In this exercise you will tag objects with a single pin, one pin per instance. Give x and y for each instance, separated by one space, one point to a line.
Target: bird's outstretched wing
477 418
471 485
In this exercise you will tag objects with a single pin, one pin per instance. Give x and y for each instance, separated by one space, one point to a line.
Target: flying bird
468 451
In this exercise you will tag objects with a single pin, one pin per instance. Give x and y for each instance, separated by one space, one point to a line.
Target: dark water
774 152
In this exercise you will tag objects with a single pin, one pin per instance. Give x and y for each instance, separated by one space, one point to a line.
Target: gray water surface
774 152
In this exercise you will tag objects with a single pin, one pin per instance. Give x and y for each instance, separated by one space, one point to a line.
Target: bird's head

■ EXERCISE DETAILS ■
Would you restate the whole listing word for word?

■ OUTPUT FOR THIS EXERCISE ■
In this exercise you will tag objects with a single pin, one pin per instance. Give x and y for each instance, separated by one space, one point to a line.
Target: bird's outstretched wing
477 418
471 485
In this exercise you will tag objects with a single pin, one pin per instance. Give x and y for each instance, separated by one space, one point to a line.
Target: flying bird
468 451
In this exercise you will tag objects with a single pin, one pin per instance. Give x and y for each instance, separated by one space, one point to a line.
Target: dark water
774 152
In this exercise you will tag objects with a single pin, one pin per instance. Give x and y for each instance, separated by one space, one point to a line.
Target: gray water surface
774 152
In this exercise you will tag objects with a single pin, one pin per instance. Give x and y for each instance, separated by one space, one point to a line.
Target: bird's head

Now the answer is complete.